= THE DATA =
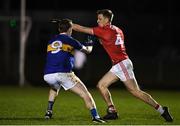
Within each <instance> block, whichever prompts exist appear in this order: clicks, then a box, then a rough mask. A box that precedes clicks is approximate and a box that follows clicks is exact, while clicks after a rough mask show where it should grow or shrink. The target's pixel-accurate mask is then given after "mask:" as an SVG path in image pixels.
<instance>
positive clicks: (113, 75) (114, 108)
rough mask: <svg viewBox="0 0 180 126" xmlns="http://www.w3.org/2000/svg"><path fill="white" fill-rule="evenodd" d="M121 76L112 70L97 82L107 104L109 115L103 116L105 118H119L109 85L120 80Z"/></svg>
mask: <svg viewBox="0 0 180 126" xmlns="http://www.w3.org/2000/svg"><path fill="white" fill-rule="evenodd" d="M118 80H119V78H118V77H117V76H116V75H114V74H113V73H112V72H110V71H109V72H107V73H106V74H105V75H104V76H103V77H102V78H101V80H100V81H99V82H98V84H97V88H98V89H99V91H100V93H101V95H102V97H103V99H104V101H105V102H106V104H107V107H108V109H107V115H105V116H104V117H103V118H104V119H109V120H111V119H117V118H118V115H117V111H116V108H115V106H114V103H113V100H112V97H111V93H110V91H109V89H108V87H109V86H110V85H111V84H113V83H114V82H116V81H118Z"/></svg>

= TASK OBJECTIVE =
Based on the entries above, please state how many lines include "instance", leaving out everything else.

= ANSWER TO THE PROBLEM =
2